Data to process:
****
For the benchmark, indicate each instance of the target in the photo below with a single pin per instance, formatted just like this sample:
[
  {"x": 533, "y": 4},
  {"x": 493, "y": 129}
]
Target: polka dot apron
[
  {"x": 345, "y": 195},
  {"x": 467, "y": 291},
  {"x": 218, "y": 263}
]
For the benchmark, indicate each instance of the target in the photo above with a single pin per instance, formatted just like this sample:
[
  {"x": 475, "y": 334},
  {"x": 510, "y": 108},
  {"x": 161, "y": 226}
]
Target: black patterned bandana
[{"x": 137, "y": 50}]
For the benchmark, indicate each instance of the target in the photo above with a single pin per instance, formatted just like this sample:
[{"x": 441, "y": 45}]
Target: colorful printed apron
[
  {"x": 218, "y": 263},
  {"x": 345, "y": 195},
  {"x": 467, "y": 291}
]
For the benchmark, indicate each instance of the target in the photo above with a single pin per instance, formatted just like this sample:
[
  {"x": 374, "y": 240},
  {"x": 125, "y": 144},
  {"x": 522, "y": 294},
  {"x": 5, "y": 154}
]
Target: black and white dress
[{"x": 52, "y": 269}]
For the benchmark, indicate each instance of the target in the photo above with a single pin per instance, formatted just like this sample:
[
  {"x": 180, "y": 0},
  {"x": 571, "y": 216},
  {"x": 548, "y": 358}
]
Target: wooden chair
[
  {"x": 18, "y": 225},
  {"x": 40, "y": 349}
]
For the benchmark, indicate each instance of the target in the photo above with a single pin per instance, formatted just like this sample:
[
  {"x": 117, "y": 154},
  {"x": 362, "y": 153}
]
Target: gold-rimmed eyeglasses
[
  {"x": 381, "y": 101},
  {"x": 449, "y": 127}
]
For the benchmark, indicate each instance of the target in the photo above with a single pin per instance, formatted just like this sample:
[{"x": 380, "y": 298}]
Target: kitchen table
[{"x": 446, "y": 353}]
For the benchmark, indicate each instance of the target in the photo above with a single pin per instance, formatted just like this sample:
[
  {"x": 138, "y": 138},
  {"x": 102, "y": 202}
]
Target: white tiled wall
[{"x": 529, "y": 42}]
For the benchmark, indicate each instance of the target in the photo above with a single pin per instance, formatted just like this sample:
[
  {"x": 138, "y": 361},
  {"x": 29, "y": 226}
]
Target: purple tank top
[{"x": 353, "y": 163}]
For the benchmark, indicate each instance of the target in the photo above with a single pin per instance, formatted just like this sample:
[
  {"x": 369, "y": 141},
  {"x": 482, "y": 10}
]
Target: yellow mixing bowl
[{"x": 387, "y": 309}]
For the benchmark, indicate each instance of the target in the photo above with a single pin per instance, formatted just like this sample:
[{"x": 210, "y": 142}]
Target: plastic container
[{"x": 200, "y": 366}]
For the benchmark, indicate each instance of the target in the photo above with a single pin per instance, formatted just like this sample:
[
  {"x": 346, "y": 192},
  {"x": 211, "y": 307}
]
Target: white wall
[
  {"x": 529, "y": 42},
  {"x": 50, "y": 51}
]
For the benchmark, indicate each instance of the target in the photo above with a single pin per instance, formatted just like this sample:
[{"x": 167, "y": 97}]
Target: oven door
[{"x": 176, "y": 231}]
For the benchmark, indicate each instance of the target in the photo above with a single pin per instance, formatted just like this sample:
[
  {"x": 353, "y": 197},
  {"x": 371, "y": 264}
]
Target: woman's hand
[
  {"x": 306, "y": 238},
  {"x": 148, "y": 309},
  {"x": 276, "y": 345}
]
****
Work to complete:
Copy out each line in the material above that contains the string "white". Case counts.

Worked answer:
Target: black and white dress
Target: white tiled wall
Target: white wall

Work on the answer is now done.